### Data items
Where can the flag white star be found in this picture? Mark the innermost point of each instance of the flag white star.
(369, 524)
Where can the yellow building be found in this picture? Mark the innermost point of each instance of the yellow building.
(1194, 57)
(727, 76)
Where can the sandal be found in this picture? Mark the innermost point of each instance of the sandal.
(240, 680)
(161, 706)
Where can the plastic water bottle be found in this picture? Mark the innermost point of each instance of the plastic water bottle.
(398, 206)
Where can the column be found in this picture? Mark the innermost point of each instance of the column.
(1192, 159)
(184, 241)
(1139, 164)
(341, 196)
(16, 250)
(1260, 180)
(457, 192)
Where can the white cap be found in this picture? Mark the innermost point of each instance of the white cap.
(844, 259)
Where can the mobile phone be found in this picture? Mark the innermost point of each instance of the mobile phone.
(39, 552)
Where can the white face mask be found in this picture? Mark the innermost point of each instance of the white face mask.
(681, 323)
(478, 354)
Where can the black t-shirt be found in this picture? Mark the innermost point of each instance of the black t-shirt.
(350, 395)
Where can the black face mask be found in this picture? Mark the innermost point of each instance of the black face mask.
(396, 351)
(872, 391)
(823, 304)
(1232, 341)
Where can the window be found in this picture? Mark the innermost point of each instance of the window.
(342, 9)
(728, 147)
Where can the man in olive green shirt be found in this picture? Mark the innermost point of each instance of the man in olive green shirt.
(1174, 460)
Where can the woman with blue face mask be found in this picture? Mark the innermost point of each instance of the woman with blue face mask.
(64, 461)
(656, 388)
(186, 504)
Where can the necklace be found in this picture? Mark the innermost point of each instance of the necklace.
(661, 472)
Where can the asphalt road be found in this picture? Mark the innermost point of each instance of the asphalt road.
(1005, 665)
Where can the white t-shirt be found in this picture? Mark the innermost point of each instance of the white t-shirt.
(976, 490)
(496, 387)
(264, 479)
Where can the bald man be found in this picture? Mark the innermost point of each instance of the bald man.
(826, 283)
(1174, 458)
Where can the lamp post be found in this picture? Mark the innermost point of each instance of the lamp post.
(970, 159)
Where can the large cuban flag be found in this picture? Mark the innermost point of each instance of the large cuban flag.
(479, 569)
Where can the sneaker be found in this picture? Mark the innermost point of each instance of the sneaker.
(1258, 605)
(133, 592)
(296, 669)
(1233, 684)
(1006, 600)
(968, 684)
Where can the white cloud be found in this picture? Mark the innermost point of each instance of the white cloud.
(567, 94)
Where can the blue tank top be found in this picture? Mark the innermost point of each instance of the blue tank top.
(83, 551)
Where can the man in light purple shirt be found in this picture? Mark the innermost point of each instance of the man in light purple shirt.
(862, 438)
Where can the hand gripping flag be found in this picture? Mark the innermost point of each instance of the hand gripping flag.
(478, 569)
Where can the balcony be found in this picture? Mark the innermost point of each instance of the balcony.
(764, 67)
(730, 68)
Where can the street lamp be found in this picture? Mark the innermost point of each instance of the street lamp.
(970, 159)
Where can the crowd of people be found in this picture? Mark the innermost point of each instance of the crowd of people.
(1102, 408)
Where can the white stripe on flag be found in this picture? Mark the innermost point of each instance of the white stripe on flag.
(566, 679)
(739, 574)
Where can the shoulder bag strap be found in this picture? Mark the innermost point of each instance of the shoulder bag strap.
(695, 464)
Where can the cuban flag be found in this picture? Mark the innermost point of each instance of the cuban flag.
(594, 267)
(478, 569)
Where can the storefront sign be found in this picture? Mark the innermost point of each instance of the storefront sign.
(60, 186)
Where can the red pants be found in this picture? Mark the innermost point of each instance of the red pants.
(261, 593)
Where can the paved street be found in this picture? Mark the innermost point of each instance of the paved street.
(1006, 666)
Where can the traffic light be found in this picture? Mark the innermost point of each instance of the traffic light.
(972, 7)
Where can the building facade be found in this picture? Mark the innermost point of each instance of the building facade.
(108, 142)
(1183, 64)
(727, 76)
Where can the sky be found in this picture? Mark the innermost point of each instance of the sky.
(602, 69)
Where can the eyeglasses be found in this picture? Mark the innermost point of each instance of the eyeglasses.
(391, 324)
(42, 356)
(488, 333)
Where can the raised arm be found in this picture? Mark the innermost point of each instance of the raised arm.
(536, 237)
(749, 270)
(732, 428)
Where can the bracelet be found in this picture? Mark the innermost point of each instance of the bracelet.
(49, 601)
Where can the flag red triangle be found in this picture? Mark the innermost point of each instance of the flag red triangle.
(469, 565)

...

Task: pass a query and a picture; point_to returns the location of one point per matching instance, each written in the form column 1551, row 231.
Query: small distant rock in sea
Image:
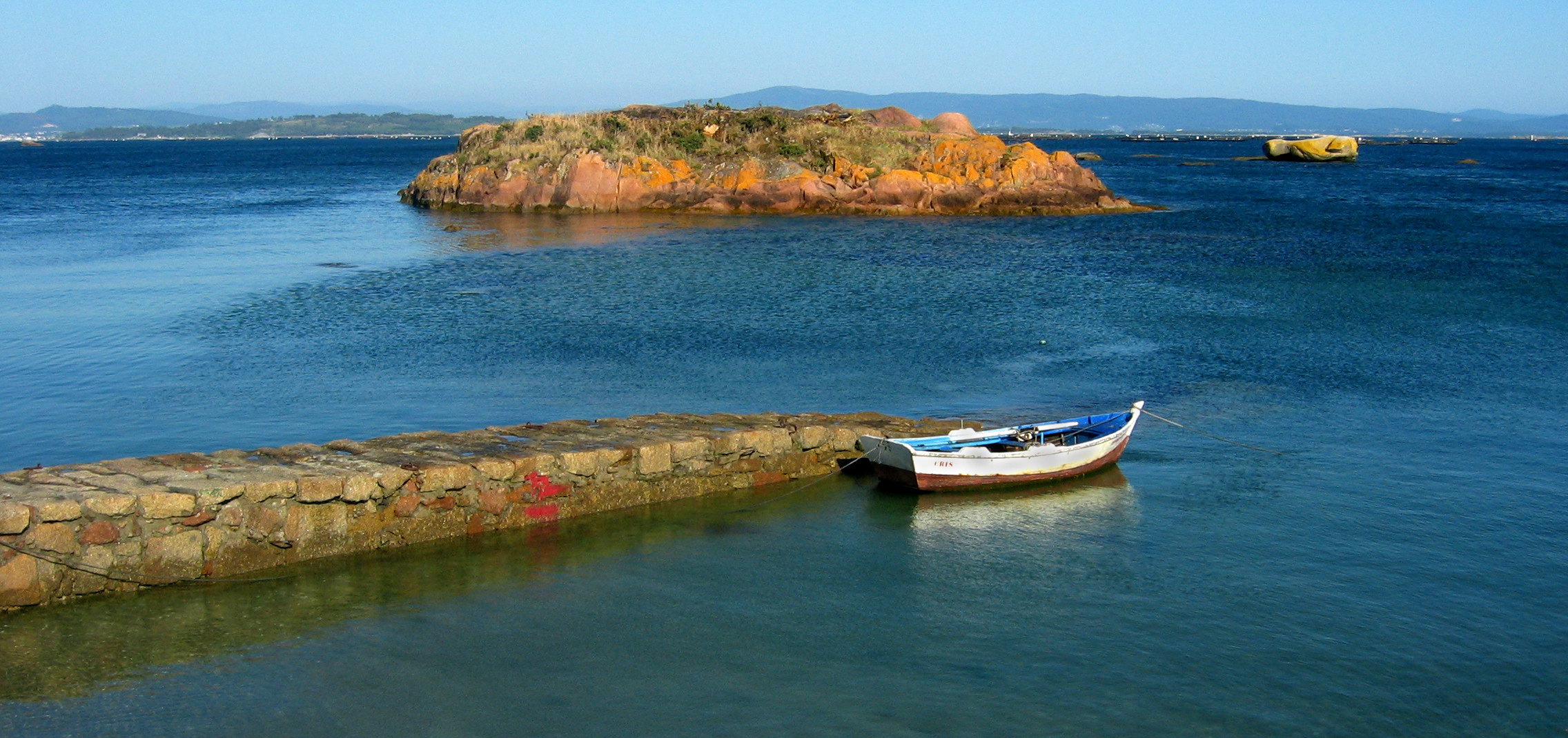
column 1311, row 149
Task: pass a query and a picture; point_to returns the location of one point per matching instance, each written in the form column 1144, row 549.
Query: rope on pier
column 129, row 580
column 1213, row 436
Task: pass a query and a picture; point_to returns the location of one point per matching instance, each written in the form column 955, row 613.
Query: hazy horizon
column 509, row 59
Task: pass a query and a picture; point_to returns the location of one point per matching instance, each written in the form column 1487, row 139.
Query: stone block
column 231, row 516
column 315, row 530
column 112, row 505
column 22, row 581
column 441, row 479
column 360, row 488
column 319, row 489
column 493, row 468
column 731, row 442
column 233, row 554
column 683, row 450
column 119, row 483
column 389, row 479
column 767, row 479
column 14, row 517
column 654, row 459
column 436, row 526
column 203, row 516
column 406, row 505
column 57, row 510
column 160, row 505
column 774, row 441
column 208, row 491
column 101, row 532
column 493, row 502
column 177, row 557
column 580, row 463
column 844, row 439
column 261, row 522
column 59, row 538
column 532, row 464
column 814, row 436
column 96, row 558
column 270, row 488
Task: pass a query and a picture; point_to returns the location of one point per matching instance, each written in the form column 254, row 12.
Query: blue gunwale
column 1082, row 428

* * *

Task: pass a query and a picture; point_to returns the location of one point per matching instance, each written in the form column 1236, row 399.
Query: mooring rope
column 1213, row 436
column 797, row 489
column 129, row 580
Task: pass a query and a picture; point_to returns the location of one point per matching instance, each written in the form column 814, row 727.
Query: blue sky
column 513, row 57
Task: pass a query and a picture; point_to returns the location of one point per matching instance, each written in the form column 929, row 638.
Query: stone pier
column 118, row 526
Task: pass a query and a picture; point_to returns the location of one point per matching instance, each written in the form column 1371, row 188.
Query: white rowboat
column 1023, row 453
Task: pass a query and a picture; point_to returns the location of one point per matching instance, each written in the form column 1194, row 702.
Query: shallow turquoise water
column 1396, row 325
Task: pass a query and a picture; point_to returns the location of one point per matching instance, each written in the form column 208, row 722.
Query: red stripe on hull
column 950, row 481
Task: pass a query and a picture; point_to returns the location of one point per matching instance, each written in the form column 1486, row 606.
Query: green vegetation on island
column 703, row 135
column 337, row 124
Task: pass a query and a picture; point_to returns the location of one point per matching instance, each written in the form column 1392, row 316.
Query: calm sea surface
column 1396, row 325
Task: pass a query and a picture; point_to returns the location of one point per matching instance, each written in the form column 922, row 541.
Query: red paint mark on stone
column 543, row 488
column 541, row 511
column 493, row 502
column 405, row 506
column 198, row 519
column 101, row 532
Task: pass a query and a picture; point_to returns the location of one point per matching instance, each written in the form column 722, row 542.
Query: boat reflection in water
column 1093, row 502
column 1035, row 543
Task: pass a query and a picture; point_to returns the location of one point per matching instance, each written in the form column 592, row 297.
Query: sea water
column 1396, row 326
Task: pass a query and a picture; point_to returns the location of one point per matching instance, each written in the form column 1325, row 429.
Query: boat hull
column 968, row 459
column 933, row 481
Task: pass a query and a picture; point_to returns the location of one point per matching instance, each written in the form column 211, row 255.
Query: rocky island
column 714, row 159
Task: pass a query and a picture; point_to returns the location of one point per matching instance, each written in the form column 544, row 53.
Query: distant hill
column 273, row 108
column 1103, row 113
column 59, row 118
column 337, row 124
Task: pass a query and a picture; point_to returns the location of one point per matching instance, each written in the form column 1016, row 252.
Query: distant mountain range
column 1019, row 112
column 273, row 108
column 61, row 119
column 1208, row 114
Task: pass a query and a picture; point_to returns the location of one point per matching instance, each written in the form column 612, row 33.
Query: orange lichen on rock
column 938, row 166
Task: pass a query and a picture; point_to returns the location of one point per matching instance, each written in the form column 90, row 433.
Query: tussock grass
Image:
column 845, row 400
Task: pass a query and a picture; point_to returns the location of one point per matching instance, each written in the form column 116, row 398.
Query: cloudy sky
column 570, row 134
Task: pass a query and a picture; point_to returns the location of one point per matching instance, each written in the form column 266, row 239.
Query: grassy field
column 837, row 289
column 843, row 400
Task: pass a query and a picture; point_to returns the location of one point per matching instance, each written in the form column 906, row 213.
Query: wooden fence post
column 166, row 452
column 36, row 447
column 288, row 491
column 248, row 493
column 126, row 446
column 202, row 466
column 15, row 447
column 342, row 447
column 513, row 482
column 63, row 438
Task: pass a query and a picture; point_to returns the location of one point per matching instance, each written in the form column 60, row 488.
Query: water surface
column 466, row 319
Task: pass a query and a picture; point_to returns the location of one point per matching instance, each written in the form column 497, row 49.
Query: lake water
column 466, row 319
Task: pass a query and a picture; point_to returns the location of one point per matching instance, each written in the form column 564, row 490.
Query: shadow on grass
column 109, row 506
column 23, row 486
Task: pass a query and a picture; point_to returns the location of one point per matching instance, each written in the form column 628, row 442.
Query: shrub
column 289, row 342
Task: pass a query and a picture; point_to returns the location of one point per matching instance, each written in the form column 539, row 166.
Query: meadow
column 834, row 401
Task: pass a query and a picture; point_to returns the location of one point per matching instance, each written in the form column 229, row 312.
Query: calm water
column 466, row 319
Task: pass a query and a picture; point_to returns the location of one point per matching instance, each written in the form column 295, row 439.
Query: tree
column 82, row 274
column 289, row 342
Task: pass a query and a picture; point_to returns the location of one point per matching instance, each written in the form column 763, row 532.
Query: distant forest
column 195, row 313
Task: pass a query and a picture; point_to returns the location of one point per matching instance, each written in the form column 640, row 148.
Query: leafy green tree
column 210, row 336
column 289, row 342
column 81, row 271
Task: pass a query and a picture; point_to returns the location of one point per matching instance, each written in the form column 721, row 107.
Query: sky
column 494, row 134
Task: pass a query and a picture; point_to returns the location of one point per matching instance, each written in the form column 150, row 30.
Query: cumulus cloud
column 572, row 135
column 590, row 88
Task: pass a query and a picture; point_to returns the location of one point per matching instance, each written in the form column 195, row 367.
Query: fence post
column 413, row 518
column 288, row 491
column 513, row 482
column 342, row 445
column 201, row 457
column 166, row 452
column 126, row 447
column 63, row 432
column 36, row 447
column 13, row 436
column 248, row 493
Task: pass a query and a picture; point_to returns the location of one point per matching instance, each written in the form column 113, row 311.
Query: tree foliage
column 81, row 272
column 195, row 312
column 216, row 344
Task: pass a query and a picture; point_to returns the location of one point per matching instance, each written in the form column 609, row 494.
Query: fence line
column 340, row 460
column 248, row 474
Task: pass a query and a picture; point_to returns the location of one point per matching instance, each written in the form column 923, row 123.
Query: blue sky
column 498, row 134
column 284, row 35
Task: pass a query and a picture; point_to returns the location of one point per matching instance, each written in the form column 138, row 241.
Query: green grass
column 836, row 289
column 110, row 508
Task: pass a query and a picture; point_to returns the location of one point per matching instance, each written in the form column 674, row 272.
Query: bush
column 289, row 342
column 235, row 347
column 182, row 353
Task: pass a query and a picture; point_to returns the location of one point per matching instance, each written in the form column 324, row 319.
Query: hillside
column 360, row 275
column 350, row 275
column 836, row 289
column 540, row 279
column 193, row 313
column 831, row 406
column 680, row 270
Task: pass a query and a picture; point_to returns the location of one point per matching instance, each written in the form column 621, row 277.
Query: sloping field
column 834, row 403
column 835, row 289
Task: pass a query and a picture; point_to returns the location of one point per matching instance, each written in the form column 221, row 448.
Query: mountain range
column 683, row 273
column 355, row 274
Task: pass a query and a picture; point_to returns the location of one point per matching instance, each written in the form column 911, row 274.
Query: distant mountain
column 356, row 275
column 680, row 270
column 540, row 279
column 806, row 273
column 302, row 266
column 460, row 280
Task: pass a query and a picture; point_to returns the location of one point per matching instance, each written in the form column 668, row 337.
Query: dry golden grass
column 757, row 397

### Exercise description
What do the lines above say from the one containing "955, row 613." down to the one containing "1487, row 139."? Return them exactly, both end lines included, and only them.

### Written response
Task: pass a query and a picture; point_to returns the location of one point per matching instance, each written in the form column 955, row 613.
Query: hazy horizon
column 509, row 59
Task: pass a query and a picture; point_to returns the location of one point per matching instance, each written in the form column 1487, row 139.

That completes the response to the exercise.